### Exercise data
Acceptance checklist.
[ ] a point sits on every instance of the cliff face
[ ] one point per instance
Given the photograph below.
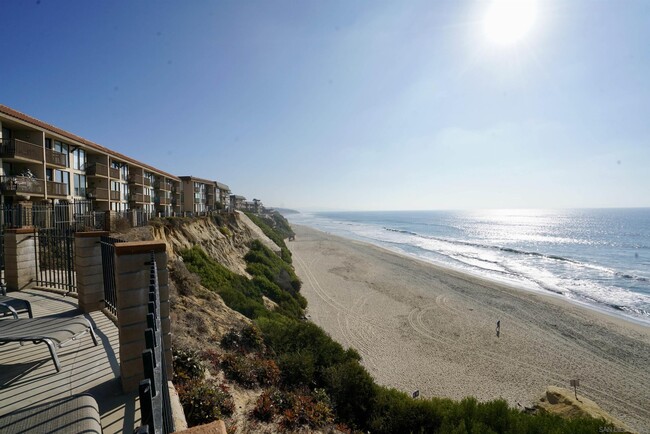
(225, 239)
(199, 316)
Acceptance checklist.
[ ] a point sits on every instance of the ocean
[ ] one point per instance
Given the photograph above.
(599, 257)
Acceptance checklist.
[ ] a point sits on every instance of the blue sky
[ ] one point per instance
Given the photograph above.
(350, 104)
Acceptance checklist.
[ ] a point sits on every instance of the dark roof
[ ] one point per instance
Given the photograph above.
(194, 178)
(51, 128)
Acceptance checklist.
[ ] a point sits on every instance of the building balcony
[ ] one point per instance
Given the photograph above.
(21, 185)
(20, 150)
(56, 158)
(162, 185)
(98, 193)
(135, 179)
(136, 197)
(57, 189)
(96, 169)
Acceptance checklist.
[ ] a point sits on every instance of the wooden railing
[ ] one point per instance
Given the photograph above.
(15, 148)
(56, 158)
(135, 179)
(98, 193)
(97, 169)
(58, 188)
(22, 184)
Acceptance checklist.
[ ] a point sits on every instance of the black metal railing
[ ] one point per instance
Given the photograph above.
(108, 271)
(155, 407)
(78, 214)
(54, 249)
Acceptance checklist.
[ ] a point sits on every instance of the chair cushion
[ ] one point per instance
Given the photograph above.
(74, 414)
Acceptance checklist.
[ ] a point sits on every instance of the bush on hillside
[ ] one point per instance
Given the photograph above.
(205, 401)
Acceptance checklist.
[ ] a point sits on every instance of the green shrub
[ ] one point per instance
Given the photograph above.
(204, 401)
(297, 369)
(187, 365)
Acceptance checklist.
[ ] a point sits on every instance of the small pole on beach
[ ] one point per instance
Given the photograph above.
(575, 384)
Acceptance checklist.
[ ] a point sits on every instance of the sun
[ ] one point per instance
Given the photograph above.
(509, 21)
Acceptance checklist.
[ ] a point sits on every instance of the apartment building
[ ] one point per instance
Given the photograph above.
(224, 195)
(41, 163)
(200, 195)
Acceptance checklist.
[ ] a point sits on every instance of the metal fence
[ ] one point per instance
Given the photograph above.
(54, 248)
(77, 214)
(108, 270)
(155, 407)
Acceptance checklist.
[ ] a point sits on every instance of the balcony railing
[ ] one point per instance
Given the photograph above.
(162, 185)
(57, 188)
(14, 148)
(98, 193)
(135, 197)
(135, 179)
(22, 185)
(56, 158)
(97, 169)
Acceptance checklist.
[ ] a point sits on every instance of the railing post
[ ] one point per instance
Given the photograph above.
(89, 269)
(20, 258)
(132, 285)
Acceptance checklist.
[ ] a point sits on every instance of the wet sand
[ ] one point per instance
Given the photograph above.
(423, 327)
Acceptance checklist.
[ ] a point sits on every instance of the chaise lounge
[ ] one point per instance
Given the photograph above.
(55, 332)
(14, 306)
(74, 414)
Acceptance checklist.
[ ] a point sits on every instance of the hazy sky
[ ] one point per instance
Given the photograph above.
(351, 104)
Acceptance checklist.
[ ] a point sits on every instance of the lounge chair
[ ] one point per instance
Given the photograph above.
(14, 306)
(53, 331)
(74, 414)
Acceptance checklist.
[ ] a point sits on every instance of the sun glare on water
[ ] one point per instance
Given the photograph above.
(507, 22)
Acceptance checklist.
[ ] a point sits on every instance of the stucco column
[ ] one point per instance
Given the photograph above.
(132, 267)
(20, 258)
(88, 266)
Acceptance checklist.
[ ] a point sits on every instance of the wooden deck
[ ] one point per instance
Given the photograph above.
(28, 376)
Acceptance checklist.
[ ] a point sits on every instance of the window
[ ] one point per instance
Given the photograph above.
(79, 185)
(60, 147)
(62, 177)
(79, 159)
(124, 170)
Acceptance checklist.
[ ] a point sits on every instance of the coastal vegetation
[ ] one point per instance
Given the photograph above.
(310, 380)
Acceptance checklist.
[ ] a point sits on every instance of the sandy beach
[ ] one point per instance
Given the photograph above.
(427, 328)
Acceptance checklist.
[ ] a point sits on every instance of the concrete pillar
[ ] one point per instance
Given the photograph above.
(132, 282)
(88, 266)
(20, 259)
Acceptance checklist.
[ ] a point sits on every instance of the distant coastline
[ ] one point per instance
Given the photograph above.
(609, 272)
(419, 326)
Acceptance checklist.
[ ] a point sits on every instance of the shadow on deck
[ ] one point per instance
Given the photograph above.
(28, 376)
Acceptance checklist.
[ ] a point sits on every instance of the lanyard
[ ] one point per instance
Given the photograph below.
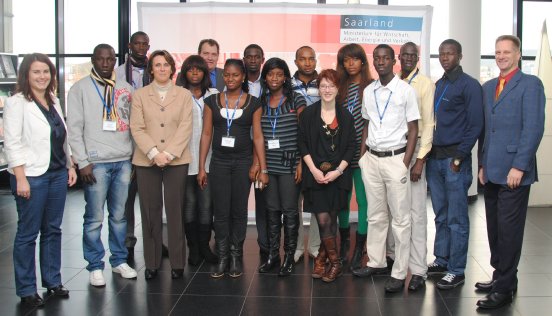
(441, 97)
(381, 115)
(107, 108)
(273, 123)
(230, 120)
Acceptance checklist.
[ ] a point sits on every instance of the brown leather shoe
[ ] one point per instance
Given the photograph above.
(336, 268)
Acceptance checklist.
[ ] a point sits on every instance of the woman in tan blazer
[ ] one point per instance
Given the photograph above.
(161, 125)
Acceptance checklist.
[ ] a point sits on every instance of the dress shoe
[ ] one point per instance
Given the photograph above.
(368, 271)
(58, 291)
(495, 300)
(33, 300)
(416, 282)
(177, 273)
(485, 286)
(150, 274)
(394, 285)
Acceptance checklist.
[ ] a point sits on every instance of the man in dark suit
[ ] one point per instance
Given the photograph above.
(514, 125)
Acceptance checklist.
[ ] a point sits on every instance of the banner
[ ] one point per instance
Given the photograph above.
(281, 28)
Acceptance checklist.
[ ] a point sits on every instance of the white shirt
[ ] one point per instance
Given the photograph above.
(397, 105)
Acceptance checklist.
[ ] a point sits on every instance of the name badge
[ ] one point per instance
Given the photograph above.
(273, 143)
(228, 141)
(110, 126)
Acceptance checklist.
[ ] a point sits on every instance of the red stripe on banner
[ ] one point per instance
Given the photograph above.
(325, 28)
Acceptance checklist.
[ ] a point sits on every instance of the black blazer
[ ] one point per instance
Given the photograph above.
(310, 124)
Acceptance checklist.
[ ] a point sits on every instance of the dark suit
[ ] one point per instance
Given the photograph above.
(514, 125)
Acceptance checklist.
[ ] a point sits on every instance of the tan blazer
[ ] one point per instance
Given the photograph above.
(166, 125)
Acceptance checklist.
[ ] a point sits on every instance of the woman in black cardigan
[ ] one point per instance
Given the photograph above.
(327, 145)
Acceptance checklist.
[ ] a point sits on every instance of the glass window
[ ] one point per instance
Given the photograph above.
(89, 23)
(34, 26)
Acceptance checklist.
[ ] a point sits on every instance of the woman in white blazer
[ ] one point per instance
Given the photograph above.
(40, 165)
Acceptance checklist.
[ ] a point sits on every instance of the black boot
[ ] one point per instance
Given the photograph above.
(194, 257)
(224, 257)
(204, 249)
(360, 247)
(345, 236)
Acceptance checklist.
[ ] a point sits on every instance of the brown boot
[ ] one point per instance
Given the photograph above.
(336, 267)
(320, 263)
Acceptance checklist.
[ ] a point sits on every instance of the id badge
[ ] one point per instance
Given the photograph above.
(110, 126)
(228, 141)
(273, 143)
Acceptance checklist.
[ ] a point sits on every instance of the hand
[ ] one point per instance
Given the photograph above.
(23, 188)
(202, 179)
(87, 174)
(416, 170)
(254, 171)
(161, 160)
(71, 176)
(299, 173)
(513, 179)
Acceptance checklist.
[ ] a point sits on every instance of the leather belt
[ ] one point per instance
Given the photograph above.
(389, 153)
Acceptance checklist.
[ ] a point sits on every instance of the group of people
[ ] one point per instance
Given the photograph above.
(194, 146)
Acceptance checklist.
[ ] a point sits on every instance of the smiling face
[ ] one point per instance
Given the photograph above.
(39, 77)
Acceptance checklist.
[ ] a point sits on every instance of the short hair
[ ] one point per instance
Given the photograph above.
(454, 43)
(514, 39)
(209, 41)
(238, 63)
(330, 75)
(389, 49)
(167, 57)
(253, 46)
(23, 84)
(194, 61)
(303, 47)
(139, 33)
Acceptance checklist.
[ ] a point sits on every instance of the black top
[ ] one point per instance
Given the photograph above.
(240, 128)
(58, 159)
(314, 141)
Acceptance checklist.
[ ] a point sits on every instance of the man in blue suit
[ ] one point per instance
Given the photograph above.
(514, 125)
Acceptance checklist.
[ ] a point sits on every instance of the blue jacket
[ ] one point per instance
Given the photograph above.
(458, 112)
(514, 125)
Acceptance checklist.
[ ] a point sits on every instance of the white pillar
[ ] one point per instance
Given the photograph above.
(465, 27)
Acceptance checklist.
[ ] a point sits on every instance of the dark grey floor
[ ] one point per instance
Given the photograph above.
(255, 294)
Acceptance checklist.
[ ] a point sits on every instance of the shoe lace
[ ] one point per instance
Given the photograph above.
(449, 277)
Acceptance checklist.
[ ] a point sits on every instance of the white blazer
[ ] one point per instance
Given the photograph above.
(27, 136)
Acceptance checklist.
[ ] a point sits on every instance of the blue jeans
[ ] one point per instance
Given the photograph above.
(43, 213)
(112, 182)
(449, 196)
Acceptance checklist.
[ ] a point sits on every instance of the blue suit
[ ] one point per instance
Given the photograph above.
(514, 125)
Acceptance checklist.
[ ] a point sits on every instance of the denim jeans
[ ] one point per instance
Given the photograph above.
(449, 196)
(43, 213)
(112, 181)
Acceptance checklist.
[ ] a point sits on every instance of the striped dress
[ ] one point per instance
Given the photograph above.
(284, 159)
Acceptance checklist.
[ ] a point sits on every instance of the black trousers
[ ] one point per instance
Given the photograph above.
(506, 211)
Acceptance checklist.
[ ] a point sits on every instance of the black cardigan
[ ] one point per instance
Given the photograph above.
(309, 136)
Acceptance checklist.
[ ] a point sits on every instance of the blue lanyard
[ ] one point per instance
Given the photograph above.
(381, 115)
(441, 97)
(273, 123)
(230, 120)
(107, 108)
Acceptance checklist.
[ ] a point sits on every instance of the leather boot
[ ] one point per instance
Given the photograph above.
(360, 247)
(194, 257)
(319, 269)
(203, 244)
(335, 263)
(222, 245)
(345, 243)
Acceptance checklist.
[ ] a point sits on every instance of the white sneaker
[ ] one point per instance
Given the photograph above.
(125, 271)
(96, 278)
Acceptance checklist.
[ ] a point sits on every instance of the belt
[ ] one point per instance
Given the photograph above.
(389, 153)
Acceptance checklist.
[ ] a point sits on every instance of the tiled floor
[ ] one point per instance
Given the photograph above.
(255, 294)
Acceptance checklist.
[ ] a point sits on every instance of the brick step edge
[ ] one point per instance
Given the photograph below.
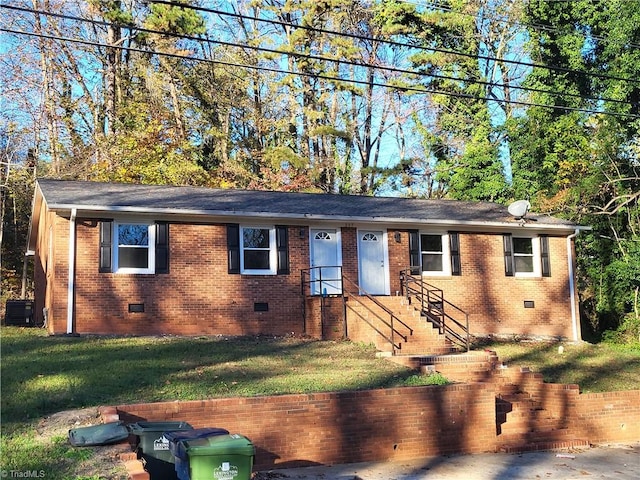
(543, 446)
...
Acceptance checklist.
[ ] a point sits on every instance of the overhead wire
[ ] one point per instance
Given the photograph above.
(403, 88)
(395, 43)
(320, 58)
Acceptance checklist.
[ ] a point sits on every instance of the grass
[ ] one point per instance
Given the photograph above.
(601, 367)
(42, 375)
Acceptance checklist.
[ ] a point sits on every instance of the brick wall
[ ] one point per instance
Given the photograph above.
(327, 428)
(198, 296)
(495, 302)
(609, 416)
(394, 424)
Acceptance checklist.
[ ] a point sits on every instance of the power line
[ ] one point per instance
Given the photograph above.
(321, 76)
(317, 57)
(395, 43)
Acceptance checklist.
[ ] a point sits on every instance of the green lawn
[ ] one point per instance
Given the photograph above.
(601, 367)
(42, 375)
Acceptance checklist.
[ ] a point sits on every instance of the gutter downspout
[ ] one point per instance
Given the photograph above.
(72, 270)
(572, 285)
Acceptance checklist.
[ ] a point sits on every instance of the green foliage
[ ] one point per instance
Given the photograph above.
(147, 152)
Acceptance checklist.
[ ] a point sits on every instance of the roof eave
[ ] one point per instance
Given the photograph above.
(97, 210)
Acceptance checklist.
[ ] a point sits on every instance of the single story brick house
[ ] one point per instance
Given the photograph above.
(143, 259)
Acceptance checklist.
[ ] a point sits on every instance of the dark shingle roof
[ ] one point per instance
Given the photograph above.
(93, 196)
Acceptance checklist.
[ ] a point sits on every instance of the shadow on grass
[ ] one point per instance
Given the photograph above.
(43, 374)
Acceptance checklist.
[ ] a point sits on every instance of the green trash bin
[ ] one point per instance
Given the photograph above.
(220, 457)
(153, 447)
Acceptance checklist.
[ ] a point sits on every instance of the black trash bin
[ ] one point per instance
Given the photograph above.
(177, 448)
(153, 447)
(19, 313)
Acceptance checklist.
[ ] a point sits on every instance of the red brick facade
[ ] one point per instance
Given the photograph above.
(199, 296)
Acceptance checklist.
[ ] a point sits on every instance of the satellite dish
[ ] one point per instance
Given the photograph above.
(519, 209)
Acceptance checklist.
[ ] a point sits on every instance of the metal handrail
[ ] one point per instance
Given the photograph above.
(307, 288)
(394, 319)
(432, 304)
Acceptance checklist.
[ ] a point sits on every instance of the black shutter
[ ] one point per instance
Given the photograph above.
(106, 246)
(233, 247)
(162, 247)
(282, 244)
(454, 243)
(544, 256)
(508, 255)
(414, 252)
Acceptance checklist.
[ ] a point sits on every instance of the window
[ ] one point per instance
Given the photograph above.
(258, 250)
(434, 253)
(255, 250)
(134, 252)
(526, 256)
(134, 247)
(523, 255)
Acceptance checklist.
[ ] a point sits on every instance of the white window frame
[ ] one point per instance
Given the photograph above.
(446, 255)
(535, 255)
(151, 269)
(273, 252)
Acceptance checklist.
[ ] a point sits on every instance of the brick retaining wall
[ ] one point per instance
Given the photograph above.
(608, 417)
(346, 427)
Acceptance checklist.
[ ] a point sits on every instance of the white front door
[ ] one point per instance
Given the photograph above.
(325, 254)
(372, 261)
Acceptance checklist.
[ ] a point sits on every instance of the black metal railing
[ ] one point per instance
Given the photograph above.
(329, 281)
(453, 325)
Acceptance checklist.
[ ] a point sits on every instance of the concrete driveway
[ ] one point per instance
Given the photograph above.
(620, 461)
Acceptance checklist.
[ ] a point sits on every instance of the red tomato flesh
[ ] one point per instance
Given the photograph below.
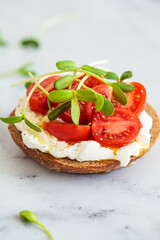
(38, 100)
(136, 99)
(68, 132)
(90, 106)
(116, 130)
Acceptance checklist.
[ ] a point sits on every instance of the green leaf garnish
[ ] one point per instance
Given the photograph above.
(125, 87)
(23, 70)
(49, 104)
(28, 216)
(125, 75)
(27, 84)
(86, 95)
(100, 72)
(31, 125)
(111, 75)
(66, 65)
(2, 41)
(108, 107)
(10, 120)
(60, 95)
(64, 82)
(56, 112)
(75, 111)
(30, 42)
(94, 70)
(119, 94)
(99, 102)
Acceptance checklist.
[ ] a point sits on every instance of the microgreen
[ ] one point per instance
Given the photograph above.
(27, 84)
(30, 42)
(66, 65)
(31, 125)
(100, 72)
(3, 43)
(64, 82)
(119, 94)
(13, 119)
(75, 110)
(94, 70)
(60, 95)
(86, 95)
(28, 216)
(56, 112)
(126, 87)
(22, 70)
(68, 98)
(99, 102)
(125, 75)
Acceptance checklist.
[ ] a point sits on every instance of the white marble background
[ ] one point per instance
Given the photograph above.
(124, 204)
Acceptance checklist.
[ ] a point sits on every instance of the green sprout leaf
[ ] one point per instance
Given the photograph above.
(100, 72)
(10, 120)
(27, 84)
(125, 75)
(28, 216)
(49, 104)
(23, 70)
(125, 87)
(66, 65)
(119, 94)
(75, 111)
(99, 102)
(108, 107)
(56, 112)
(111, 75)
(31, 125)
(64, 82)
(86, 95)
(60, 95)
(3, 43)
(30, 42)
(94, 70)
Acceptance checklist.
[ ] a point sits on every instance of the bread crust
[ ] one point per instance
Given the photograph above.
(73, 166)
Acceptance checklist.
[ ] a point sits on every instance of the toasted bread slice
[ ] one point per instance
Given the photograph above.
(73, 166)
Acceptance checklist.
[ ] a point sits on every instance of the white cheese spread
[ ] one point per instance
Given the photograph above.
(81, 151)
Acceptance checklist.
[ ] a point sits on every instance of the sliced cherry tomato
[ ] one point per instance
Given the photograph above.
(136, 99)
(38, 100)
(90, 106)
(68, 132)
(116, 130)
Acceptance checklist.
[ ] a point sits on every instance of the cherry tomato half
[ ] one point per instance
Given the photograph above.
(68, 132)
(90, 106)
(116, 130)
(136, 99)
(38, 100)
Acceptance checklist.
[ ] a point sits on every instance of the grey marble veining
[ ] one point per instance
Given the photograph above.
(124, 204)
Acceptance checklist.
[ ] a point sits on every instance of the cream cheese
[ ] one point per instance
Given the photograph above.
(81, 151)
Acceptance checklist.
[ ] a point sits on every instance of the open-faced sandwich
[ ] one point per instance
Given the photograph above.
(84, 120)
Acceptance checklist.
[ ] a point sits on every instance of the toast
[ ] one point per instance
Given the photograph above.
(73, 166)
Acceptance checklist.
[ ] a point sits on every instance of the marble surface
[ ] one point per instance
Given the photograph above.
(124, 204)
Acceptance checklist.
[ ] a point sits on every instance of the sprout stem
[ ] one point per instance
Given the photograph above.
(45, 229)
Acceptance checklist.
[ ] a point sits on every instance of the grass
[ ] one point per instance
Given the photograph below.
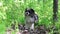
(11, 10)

### Exercise requirements
Which lines of the records above hold the word "cheese"? Copy each one out.

### Exercise solution
[ ] a point sits on every instance of the white cheese spread
[ ] a point sits on every instance of the cream cheese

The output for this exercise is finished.